**Brief**
Please print all of the entries, matching them exactly.

Items from a data source:
● ● ● ● ● ● ●
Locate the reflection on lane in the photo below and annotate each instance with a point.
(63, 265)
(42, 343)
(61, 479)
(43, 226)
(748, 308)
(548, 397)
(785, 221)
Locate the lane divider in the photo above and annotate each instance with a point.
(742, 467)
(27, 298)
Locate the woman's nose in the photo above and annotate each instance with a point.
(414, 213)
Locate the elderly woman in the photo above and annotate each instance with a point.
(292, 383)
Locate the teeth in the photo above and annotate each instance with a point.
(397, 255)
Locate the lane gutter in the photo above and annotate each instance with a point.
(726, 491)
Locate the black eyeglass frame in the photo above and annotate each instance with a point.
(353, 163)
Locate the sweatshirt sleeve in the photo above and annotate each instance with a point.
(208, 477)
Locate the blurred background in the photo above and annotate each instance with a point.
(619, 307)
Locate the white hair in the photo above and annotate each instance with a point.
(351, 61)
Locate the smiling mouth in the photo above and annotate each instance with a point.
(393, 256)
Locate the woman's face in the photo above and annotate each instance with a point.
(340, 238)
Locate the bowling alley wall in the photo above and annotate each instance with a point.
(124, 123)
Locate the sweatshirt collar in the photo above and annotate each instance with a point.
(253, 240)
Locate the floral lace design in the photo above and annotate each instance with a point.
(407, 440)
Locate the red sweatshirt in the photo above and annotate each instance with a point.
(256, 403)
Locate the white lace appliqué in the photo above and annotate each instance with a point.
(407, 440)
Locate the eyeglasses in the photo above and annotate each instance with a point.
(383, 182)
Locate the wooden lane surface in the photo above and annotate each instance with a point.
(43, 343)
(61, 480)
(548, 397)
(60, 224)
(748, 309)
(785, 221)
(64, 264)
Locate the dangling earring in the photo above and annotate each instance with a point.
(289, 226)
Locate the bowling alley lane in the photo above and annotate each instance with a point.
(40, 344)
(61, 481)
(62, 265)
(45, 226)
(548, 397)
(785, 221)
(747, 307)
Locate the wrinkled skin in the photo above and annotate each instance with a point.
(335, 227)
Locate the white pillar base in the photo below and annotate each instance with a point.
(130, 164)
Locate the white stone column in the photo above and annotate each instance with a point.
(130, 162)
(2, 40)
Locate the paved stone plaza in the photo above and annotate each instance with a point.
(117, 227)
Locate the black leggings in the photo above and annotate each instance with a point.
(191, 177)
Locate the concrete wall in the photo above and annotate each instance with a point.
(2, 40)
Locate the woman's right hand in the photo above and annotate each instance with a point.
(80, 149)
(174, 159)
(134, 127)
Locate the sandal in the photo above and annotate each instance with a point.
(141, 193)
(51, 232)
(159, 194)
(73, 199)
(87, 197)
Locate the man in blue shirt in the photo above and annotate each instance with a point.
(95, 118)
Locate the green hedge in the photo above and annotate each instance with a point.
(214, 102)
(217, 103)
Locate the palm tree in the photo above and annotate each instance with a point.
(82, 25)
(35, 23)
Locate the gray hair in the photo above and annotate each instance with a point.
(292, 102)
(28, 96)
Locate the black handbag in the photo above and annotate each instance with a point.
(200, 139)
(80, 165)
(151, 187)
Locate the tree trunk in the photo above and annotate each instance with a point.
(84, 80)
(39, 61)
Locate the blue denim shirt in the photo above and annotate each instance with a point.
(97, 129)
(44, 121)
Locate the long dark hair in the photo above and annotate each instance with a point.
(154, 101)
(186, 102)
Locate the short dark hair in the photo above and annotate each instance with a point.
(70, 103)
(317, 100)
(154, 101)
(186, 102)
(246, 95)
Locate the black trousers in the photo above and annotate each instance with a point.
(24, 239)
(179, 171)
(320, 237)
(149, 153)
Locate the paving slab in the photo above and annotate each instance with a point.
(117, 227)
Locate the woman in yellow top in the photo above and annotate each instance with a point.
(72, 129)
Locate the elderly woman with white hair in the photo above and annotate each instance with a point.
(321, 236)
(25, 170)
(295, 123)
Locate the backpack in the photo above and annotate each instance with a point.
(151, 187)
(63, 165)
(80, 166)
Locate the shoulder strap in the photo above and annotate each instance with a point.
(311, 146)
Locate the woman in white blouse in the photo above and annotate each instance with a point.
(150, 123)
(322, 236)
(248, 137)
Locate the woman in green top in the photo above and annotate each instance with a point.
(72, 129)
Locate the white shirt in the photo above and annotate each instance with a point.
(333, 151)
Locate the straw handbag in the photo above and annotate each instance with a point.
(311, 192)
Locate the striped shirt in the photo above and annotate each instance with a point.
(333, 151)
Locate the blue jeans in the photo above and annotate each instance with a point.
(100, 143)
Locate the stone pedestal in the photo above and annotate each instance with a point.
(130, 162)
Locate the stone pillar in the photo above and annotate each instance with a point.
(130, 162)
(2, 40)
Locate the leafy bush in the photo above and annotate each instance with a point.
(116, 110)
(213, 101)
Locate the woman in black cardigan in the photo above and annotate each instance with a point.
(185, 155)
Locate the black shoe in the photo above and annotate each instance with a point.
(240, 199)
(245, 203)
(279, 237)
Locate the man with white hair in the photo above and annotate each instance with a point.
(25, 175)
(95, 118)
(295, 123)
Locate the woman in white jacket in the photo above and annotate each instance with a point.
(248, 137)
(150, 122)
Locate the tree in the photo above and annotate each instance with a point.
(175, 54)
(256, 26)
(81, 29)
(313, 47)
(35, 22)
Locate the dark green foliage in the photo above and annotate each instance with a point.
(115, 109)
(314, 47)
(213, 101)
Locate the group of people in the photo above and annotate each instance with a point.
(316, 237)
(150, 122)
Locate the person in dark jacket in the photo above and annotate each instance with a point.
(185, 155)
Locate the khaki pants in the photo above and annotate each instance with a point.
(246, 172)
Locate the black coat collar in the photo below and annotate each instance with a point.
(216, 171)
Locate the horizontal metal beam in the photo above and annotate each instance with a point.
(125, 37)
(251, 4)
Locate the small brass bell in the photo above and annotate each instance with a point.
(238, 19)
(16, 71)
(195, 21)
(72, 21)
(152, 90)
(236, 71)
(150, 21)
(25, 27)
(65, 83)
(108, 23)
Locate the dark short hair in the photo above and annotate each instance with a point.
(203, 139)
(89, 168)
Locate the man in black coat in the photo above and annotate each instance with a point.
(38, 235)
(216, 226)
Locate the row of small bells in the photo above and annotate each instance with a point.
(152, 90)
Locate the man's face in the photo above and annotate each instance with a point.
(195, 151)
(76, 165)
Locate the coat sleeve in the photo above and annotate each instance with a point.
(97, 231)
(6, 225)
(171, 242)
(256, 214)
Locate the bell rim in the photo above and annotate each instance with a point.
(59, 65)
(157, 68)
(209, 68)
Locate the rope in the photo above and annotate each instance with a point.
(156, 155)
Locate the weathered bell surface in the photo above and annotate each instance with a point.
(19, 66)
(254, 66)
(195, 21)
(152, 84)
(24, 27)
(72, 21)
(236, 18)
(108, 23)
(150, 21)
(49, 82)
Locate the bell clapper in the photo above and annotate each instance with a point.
● ● ● ● ● ● ●
**Answer for this exercise**
Locate the reflection on lane in the photo below and annotate each instance with a point.
(63, 265)
(42, 343)
(61, 479)
(43, 226)
(748, 308)
(548, 397)
(785, 221)
Locate the lane divider in the photo above and annotate each instance with a point.
(742, 467)
(27, 298)
Locate the woman's nose in the photo above and annotate each instance with a point.
(414, 213)
Locate the elderly woman in the photo above and annotate each instance with a point.
(292, 383)
Locate the teeth in the photo above and annotate each instance with a point.
(397, 255)
Locate the lane gutter in the photo above and annotate each instance with a point.
(726, 491)
Locate the black eyeglass frame in the photo above and annotate each instance with a point.
(353, 163)
Locate the sweatshirt sleeve in the photo above and annotate each instance with a point.
(208, 477)
Locate the blurred background in the photo above and annotate each instance with a point.
(619, 307)
Locate the white hair in the photo above and annotate each instance with a point.
(351, 61)
Locate the smiling mouth in the photo above and annotate each instance with a point.
(393, 256)
Locate the woman's face in the photo above and annotate each instance with a point.
(340, 238)
Locate the bowling alley wall in the photo above and annotate each instance with a point.
(124, 123)
Locate the sweatshirt collar in the photo above and annotate each instance with a point.
(253, 240)
Locate the floral lace design in the photo above and annotate each instance with a point.
(407, 440)
Locate the red sweatshirt in the photo above and annotate each instance with a point.
(256, 403)
Locate the white lace appliqué in the photo above and annotate each instance with a point.
(407, 440)
Locate the eyeglasses in the photo above and annotate each instance with a point.
(383, 182)
Locate the wooden lane surface in the photo above and annotate each instance with a point.
(43, 343)
(61, 480)
(548, 397)
(60, 224)
(748, 309)
(785, 221)
(64, 264)
Locate the dangling earring in the photo above and annotate each instance with a point.
(289, 226)
Locate the bowling alley lane in the photo above and annotate each instance with a point.
(40, 344)
(61, 481)
(62, 265)
(45, 226)
(548, 397)
(785, 221)
(747, 307)
Locate the wrinkled skin in the photo above and annotate each instance with a point.
(335, 227)
Locate the white pillar base in the photo below and annotate each instance with a point.
(130, 164)
Locate the white stone column in the photo above and annotate each instance with a point.
(130, 162)
(2, 40)
Locate the paved stone plaza in the photo above and annotate each instance with a point.
(117, 227)
Locate the black leggings in the photo above and annotate each instance with a point.
(191, 177)
Locate the concrete wall in the photo above and annotate each instance with a point.
(2, 40)
Locate the woman's right hand in the photo above and annotate each instance with a point.
(80, 149)
(174, 159)
(134, 127)
Locate the sandal in the photo above and annotate each instance with a point.
(141, 193)
(51, 232)
(159, 194)
(73, 199)
(87, 197)
Locate the man in blue shirt in the photo above and annotate each instance with a point.
(95, 118)
Locate the green hedge in the photo above and annotate each instance with a point.
(214, 102)
(217, 103)
Locate the palm tree in the photo above and annotate each instance with a point.
(82, 25)
(35, 23)
Locate the gray hair in the photo above and annotate each instance with a point.
(292, 102)
(28, 96)
Locate the black handbag in the photo above and annotate each instance with a point.
(200, 139)
(80, 165)
(151, 187)
Locate the tree trunk in the photo above and annotate each instance with a point.
(84, 80)
(39, 61)
Locate the blue denim shirt in the photo above and annotate each instance with a point.
(97, 129)
(44, 121)
Locate the long dark hair in the photo above and annotate each instance with a point.
(154, 101)
(186, 102)
Locate the short dark hair in the photo above and annotate each instance with a point.
(70, 103)
(317, 100)
(154, 101)
(186, 102)
(246, 95)
Locate the black trousers in the photo above and annotate each instance with a point.
(24, 239)
(179, 171)
(320, 237)
(149, 153)
Locate the paving slab in the photo above and annotate each instance with a point.
(117, 227)
Locate the woman in yellow top in the photo above and annotate each instance with a point.
(72, 129)
Locate the elderly woman with white hair in the photo above and annotate each instance with a point.
(321, 236)
(25, 170)
(295, 123)
Locate the backpack in the photo above and annotate each instance with a point.
(151, 187)
(63, 165)
(80, 166)
Locate the shoulder strap in the photo above and annotate each instance with a point.
(311, 146)
Locate the woman in white blouse in the photo above and annotate each instance with a point.
(150, 123)
(322, 236)
(248, 137)
Locate the woman in green top in the photo above and annotate each instance with a point.
(72, 129)
Locate the white shirt in the photo above and annotate each instance with a point.
(333, 151)
Locate the straw handbag in the photo above and annotate each instance with a point.
(311, 192)
Locate the striped shirt in the photo above and annotate each instance with a point.
(333, 151)
Locate the blue jeans in the photo above and annotate each instance with a point.
(100, 143)
Locate the stone pedestal in the photo above and annotate each instance with a point.
(130, 162)
Locate the stone pillar in the photo above and annotate each instance with a point.
(130, 162)
(2, 40)
Locate the leafy bush in the photo above and annotate each instance with a point.
(116, 110)
(213, 101)
Locate the woman in black cardigan in the photo above and annotate each instance with a point.
(185, 155)
Locate the black shoe in the photo above and annotate each instance with a point.
(240, 199)
(245, 203)
(279, 237)
Locate the man with white hair in the photo above and annotate each instance with a point.
(25, 175)
(95, 118)
(295, 123)
Locate the woman in white jacket in the photo above and annotate each instance with a point.
(248, 137)
(150, 122)
Locate the tree in the photo above and annotate each instance with a point.
(175, 54)
(256, 26)
(81, 29)
(313, 47)
(35, 22)
Locate the dark green foliage in the photo above and annotate each instance with a point.
(115, 109)
(314, 47)
(213, 101)
Locate the group of people in the photo above and annotate each instance with a point.
(316, 237)
(150, 122)
Locate the person in dark jacket in the photo above and annotate each instance with a point.
(185, 155)
Locate the khaki pants in the photo above and annotate each instance with a point.
(246, 172)
Locate the black coat collar in the photo below and annotate each instance with a point.
(216, 171)
Locate the horizontal metal beam in the photo above and annotate each instance with a point.
(125, 37)
(251, 4)
Locate the small brass bell in the photo above and annotate each instance with a point.
(238, 19)
(16, 71)
(195, 21)
(72, 21)
(152, 90)
(236, 71)
(150, 21)
(25, 27)
(65, 83)
(108, 23)
Locate the dark short hair in the photo above and annotate each instance with a point.
(203, 139)
(89, 168)
Locate the man in black coat in the photo above and annotate each instance with a point.
(38, 235)
(216, 226)
Locate the row of small bells in the photo above and annotate each instance with a point.
(152, 90)
Locate the man's face in the photo above and annotate each instance with a point.
(195, 151)
(76, 165)
Locate the coat sleeve in the photo above and annotate each instance with a point.
(97, 231)
(6, 225)
(171, 242)
(256, 214)
Locate the bell rim in the photo above and annotate each instance with a point.
(59, 65)
(157, 68)
(209, 68)
Locate the rope in the photo above and annotate each instance with a point.
(156, 155)
Locate the weathered bell surface in the photo above and annotate each instance with a point.
(19, 66)
(254, 66)
(195, 21)
(152, 84)
(24, 27)
(72, 21)
(236, 18)
(108, 23)
(150, 21)
(49, 82)
Locate the bell clapper in the photo above and annotate each instance with a point.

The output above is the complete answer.